OBJECTIVE: Render the entries in the stretch from the line containing "the green leaf" through the end of the entries as a two-column CSV with the columns entry_text and answer. Give one row per entry, and put each value in a single quoted field with its line breaks replaced by spaces.
====
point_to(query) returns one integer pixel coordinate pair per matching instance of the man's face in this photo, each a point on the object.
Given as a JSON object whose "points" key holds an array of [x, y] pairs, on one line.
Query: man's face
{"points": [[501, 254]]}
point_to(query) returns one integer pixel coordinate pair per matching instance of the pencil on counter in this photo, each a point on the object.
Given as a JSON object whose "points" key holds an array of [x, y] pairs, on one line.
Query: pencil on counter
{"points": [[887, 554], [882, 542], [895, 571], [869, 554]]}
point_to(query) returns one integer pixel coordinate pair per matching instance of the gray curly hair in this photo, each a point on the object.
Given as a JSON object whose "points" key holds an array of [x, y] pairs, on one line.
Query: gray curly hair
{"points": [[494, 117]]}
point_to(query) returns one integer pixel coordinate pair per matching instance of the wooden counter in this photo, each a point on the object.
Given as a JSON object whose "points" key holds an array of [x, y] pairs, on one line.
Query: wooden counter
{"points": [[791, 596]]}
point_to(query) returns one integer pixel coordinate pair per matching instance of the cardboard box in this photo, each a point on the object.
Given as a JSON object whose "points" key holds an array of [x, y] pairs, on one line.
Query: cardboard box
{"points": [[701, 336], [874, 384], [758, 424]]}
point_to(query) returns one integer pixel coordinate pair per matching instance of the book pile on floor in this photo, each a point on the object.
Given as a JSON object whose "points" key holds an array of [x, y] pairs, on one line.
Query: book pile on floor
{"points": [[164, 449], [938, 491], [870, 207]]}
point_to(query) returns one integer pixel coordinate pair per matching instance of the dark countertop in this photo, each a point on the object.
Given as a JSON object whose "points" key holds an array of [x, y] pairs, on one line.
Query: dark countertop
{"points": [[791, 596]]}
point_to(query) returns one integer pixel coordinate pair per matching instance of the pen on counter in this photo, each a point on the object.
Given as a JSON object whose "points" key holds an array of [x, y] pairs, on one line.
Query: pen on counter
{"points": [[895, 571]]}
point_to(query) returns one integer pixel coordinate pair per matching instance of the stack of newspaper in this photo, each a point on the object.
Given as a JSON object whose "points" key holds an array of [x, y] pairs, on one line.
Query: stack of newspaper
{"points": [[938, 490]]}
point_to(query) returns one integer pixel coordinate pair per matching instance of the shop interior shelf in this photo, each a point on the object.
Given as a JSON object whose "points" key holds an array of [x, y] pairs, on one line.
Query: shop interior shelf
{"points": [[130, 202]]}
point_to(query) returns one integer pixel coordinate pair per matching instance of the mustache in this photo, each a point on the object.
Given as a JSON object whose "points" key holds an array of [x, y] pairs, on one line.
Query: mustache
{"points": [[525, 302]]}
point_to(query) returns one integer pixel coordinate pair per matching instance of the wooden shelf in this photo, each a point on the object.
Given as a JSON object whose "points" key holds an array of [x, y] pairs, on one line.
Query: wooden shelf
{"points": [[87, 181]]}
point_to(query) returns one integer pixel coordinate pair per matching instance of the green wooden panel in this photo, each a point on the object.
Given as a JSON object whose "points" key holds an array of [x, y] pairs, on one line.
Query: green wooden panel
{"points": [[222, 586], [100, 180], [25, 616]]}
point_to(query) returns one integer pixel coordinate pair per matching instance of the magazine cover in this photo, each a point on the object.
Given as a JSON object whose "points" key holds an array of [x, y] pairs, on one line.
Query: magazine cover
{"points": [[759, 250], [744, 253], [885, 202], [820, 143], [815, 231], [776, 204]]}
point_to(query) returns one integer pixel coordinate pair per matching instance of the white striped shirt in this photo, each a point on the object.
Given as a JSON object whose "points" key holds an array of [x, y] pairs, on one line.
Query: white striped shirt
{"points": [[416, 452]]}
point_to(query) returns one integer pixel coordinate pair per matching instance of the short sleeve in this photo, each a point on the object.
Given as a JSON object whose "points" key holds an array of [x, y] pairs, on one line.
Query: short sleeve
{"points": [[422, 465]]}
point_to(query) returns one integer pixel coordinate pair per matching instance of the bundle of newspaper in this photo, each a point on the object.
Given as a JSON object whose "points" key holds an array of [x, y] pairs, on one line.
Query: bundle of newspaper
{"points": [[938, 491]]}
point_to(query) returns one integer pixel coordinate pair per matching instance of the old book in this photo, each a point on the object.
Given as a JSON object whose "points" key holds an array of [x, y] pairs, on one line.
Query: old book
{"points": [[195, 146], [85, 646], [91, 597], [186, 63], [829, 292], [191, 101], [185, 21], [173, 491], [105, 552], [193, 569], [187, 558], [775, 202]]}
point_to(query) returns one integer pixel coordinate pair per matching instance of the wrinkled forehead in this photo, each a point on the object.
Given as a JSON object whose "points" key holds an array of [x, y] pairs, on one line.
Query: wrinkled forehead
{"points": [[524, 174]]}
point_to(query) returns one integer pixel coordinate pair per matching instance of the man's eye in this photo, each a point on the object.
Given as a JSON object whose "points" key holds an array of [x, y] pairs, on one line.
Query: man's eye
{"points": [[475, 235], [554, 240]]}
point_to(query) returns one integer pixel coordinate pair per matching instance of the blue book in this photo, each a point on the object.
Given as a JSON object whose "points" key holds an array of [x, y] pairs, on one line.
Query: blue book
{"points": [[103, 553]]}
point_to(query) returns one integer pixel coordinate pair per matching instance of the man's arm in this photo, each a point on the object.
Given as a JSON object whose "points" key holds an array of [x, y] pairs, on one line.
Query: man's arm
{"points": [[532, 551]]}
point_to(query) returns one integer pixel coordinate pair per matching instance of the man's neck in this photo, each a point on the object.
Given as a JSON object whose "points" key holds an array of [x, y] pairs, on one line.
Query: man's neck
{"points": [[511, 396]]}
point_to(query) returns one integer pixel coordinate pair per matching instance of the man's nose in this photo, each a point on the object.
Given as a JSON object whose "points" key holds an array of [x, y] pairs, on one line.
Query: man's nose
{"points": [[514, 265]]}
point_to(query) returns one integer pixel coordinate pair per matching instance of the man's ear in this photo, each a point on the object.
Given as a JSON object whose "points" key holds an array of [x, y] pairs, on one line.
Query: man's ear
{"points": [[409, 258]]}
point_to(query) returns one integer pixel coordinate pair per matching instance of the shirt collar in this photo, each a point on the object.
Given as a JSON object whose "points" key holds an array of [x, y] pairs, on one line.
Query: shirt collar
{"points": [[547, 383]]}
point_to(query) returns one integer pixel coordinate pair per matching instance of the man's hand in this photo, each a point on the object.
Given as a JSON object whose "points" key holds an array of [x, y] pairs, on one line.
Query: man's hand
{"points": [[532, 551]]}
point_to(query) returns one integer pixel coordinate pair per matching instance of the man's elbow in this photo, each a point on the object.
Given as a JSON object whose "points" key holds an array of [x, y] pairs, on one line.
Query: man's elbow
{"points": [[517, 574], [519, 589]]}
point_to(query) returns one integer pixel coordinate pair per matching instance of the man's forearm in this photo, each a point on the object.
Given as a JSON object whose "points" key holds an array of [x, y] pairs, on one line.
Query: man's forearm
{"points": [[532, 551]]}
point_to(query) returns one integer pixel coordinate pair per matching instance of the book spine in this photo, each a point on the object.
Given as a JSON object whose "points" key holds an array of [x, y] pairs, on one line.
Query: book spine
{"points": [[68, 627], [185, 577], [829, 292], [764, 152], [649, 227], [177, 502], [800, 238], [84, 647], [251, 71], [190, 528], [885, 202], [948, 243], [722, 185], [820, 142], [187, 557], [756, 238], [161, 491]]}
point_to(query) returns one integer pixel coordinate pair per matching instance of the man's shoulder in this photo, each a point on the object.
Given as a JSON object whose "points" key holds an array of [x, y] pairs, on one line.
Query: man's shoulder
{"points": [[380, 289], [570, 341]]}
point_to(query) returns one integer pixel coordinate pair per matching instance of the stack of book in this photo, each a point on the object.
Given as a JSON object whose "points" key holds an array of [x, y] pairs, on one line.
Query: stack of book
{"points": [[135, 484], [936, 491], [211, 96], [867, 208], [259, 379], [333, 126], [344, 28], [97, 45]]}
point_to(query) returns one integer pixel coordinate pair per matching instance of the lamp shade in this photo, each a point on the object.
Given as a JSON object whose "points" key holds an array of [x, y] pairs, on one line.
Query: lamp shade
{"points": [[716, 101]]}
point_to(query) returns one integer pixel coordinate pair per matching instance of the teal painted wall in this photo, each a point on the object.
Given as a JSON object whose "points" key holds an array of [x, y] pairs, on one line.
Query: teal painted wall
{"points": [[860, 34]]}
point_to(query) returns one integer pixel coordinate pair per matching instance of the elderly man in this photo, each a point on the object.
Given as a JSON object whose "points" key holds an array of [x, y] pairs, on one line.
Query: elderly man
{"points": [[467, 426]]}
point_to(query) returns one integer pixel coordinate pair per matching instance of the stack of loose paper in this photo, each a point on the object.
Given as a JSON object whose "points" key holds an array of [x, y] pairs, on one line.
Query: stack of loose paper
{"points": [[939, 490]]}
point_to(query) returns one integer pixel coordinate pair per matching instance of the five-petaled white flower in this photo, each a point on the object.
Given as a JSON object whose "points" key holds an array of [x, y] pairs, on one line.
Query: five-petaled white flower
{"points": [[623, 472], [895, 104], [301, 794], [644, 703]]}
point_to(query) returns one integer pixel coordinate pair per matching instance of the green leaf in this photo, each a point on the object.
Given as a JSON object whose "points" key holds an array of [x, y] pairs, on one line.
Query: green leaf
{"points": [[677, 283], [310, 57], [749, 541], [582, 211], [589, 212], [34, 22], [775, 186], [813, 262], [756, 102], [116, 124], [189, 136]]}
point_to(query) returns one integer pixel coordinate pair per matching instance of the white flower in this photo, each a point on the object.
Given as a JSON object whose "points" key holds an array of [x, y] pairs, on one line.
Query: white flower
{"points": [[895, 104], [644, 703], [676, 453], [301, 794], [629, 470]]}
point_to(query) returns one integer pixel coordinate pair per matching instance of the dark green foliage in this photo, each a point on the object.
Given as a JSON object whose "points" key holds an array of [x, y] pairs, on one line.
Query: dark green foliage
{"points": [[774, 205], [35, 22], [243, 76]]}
====
OUTPUT OF THE EXERCISE:
entry_text,answer
"point_to(query) returns one integer pixel coordinate pair per matching instance of the green leaf in this photo, each a point on the object. Given as a JSON object whose ""points"" key holds an array of [x, y] pairs, on one line. Query: green leaf","{""points"": [[677, 283], [310, 57], [749, 541], [582, 211], [589, 212], [34, 22], [775, 186], [813, 262], [756, 102], [116, 124], [189, 136]]}"
"point_to(query) returns one integer pixel coordinate pair per matching instance of the white flower in this photo, each a point on the object. Given as a JSON object whose ""points"" key holds an array of [x, y] pairs, on one line. Query: white flower","{""points"": [[895, 104], [644, 703], [676, 453], [301, 794], [629, 470]]}"
"point_to(query) returns one integer pixel coordinate pair per matching instance of the dark green foliage in this photo, each a point on the object. Given as a JSON object whose ""points"" key holds an array of [x, y] pairs, on one line. Query: dark green foliage","{""points"": [[774, 205], [35, 22], [243, 76]]}"